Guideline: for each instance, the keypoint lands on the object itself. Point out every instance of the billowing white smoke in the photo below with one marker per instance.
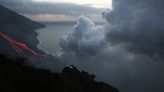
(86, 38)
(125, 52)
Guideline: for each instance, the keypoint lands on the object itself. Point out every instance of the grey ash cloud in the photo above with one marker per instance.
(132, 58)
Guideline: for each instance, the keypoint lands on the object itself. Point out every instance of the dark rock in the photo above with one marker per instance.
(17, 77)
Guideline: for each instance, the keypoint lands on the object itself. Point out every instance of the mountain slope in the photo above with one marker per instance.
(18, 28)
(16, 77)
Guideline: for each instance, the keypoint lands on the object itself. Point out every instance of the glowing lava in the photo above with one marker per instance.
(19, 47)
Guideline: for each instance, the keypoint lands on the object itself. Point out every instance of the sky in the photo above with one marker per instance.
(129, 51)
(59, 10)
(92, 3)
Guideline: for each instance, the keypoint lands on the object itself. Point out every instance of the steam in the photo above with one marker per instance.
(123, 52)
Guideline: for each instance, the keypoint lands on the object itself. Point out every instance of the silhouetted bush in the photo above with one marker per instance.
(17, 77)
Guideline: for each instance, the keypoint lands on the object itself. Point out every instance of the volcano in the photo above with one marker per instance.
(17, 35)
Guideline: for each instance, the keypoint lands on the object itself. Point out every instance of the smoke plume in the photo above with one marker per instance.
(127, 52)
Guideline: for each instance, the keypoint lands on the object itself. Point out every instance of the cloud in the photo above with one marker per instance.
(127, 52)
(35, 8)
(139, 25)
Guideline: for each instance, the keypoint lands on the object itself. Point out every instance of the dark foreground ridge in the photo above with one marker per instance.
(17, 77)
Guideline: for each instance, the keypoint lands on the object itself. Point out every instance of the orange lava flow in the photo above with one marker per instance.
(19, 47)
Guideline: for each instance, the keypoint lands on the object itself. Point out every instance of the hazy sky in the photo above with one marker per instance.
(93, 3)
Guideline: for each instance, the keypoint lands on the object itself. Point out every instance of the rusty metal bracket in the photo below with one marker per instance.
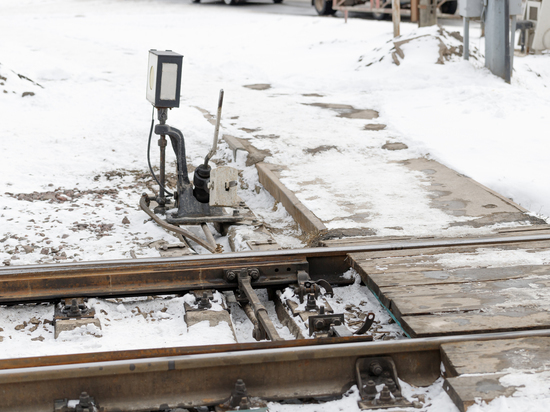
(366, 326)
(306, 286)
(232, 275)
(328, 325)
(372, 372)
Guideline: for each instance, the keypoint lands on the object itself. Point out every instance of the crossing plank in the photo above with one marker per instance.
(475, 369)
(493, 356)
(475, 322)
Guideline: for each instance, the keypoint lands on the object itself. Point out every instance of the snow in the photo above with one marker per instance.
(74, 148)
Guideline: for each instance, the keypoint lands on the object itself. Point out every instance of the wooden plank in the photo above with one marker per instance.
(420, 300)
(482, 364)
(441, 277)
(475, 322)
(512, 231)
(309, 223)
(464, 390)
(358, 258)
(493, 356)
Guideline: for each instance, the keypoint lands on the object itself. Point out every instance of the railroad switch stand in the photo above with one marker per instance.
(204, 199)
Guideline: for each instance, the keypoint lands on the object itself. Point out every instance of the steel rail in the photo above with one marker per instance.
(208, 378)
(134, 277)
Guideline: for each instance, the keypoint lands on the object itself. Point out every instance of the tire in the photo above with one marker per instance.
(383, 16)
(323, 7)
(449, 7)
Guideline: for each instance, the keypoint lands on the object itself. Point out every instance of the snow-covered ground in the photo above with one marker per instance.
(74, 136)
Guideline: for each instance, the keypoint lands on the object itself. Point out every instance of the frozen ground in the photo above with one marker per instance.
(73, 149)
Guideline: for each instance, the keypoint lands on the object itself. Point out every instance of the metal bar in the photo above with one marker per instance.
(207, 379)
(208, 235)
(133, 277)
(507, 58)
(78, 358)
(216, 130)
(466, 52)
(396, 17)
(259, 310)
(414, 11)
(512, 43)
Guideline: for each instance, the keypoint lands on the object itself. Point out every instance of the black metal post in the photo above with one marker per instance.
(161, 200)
--
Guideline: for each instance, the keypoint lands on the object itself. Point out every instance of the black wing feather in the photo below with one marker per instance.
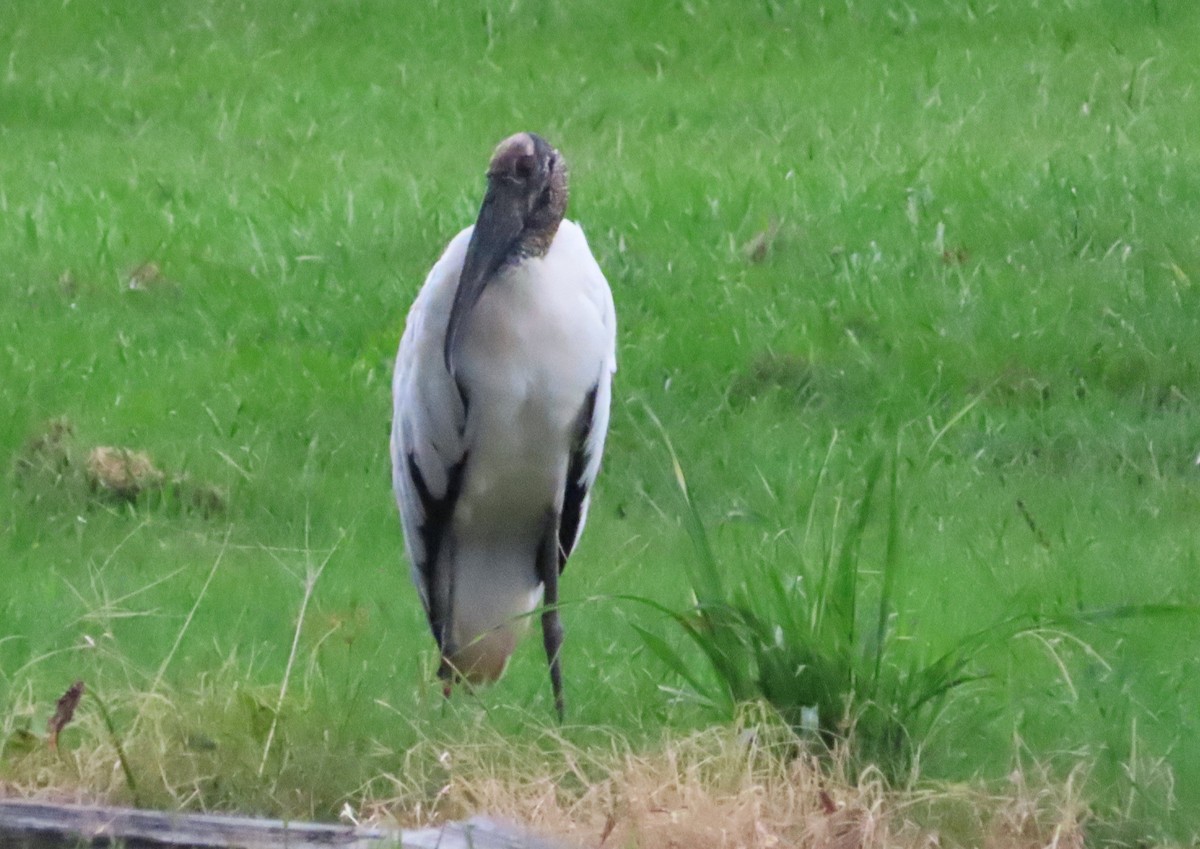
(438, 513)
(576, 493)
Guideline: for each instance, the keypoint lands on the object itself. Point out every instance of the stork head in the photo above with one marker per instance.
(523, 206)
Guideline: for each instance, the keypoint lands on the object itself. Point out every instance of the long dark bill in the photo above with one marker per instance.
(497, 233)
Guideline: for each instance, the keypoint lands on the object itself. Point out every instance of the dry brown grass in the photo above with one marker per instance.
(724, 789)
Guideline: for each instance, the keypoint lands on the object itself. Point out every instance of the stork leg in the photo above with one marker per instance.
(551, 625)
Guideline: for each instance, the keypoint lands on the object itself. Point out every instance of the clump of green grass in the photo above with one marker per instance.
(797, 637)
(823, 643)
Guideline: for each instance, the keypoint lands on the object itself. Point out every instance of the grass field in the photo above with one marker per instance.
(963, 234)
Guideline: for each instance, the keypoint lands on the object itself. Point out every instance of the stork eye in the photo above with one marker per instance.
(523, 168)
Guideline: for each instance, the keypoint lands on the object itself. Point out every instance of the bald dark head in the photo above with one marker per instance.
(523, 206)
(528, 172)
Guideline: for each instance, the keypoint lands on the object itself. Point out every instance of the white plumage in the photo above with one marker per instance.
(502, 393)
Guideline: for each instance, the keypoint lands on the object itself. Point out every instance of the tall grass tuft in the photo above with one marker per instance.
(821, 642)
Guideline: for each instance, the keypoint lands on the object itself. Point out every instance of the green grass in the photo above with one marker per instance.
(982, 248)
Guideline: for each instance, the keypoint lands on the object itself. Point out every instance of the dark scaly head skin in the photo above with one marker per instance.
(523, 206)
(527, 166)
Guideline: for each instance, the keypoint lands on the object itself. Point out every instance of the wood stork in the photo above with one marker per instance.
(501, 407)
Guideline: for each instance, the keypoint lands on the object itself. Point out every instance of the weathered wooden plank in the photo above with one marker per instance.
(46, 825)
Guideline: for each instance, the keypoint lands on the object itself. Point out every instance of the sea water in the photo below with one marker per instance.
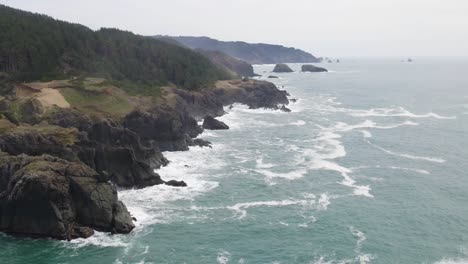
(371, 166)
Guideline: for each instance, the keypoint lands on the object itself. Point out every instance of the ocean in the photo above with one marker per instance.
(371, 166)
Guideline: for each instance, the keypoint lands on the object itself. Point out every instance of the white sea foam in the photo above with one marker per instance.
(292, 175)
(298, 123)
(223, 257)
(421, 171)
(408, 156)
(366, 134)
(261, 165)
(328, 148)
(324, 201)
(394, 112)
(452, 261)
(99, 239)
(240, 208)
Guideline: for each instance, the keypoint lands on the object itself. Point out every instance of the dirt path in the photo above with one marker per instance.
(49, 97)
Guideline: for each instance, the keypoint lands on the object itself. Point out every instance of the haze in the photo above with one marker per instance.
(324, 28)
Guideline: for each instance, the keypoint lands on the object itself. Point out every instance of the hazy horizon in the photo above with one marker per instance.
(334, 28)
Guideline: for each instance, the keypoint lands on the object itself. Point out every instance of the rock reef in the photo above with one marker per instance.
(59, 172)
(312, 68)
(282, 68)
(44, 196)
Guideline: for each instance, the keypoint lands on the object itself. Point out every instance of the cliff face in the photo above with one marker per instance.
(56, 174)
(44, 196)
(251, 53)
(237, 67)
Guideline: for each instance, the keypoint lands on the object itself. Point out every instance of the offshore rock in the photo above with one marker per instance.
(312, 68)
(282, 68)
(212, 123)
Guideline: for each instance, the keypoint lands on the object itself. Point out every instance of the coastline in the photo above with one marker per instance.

Exercise description:
Working from the material above, restate word for word the lines between the line with "of the haze" and the line with "of the coastline", both included, and only those.

Output for this task:
Guideline: for each instance, the keypoint lands on the object itself. Point out every instance of the haze in the photo above with one marker per instance.
(324, 28)
Guideline: for each instance, the keypoint lands on the object itself. Point out every instance of the hazy horizon in the photo above with one marker per instance.
(334, 28)
Guideline: for each instance, the keypoint lands on the object itself. Point out every instance of the rock reef in the photo above with one marker per instance.
(59, 172)
(312, 68)
(282, 68)
(44, 196)
Guideline: for each instance, the keypoint lands on the object itself. Point out every instance of the cliff face in the photo above with one marker per instance.
(56, 174)
(44, 196)
(251, 53)
(237, 67)
Guideline: for each instance, the keypoint lands on the object itself. Point out every instance of the offshore rock in the photo above with one marker per instance.
(312, 68)
(282, 68)
(212, 123)
Guideline: for each instance, the keypoint lands on the object itself. Point out every instance of the coastline in the photo above with one marker per instance.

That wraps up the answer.